Dos ascuas entre viruelas
A Trevor Howard se le recordará no sólo por algunas de sus grandes actuaciones en películas casi siempre peores que su trabajo, sino por algo que había en éste que se escapaba a borbotones de la pantalla y ponía a sus espectadores en la pista de algunos hilos inquietantes, atormentados, sombríos y, no obstante, irónicos e incluso tocados de ternura de su fortísima personalidad. Por ejemplo, la condición de ascuas azules que sus ojos adquirían clavados sobre el abrupto territorio lunar de su rostro, enrojecido por el alcohol y agujereado por los meteoritos de la viruela.Y luego, cuando de la pantalla el nombre de Howard se escapaba, y lo hacía con frecuencia, a las páginas negras o amarillas de los periódicos, la basura que éstos apilaban sobre él confirmaba sin proponérselo la veracidad de esas pistas, aquella sospecha de que en el duro -tallado con un cincel desgobernado- rostro del actor había algo de máscara protectora de una secreta fragilidad. Su casi imperceptible bizquera se originaba en su capacidad para sostener miradas insostenibles en sus ojos, una tan intensa sensación de peligro y de amenaza, que parecía su fijeza la de un ofidio tenso, atrapado, asustado, a punto de saltar en forma de rayo sobre el rostro de su oponente.
Esa intensidad de su mirada apagó muchas de las luces de Marlon Brando en El motín de la Bounty, que, con su cara de fajador, se las vio negras para aguantar las secas, austeras, casi hipnóticas, réplicas de Howard, un actor que, formado en el teatro, estaba dotado como pocos para aguantar primeros planos fuera de norma, angulados, enfáticos o mantenidos más allá del tiempo de aguante de un actor común.
No era un actor común ni, por tanto, un hombre común. Llegó a las pantallas de rebote de los escenarios de la guerra. Era un actorcillo anónimo cuando una ametralladora nazi le hirió malamente en Sicilia, y así saltó su nombre a la fama, interpretándose indirectamente a sí mismo, lo que le dio autoridad para actuar con solvencia encarnando personajes de superviviente encerrado detrás de las rejas de sus cicatrices.

Tarea a realizar: Copia del texto sobre Trevor Howard todo lo que va desde "Esa intensidad de" hasta "de sus cicatrices.". Las entradas no se usan para nada de esto.

Datos en estudio:

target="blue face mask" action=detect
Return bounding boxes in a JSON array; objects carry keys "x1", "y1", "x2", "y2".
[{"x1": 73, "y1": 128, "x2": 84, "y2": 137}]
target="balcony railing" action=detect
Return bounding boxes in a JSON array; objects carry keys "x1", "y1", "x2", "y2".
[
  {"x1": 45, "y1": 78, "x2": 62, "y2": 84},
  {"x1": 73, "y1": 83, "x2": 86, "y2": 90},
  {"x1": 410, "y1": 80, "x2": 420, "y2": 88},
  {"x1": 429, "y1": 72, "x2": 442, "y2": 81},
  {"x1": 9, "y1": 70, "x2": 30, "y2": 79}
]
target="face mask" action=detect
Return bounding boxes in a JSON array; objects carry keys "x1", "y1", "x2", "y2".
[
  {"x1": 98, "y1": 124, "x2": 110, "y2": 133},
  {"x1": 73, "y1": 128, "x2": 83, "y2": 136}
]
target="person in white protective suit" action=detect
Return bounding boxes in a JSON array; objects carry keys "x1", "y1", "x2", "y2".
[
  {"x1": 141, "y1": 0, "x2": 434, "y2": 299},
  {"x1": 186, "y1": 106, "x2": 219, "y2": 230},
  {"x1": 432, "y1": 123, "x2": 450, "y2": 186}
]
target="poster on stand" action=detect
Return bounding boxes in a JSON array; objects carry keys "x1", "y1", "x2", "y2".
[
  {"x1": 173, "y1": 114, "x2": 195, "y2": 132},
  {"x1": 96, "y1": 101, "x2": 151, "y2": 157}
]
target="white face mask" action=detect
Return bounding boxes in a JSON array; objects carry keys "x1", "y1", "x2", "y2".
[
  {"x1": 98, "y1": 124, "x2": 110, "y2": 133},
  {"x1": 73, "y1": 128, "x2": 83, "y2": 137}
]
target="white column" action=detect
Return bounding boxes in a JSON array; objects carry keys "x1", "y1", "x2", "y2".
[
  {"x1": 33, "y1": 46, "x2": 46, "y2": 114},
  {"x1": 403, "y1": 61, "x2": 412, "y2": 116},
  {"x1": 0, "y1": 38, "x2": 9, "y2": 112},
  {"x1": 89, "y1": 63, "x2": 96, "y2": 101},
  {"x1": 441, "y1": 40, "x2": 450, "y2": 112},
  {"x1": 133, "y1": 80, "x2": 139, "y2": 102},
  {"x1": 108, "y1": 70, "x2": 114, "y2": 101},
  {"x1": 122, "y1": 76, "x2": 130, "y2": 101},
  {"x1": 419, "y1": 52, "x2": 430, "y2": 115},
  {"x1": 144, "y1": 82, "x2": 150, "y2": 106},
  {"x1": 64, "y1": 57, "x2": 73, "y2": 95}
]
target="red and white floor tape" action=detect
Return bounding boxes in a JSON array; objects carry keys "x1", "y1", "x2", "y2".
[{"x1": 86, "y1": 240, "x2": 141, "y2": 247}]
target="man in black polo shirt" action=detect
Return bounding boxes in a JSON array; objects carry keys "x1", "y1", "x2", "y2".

Espacio para responder:
Esa intensidad de su mirada apagó muchas de las luces de Marlon Brando en El motín de la Bounty, que, con su cara de fajador, se las vio negras para aguantar las secas, austeras, casi hipnóticas, réplicas de Howard, un actor que, formado en el teatro, estaba dotado como pocos para aguantar primeros planos fuera de norma, angulados, enfáticos o mantenidos más allá del tiempo de aguante de un actor común.
No era un actor común ni, por tanto, un hombre común. Llegó a las pantallas de rebote de los escenarios de la guerra. Era un actorcillo anónimo cuando una ametralladora nazi le hirió malamente en Sicilia, y así saltó su nombre a la fama, interpretándose indirectamente a sí mismo, lo que le dio autoridad para actuar con solvencia encarnando personajes de superviviente encerrado detrás de las rejas de sus cicatrices.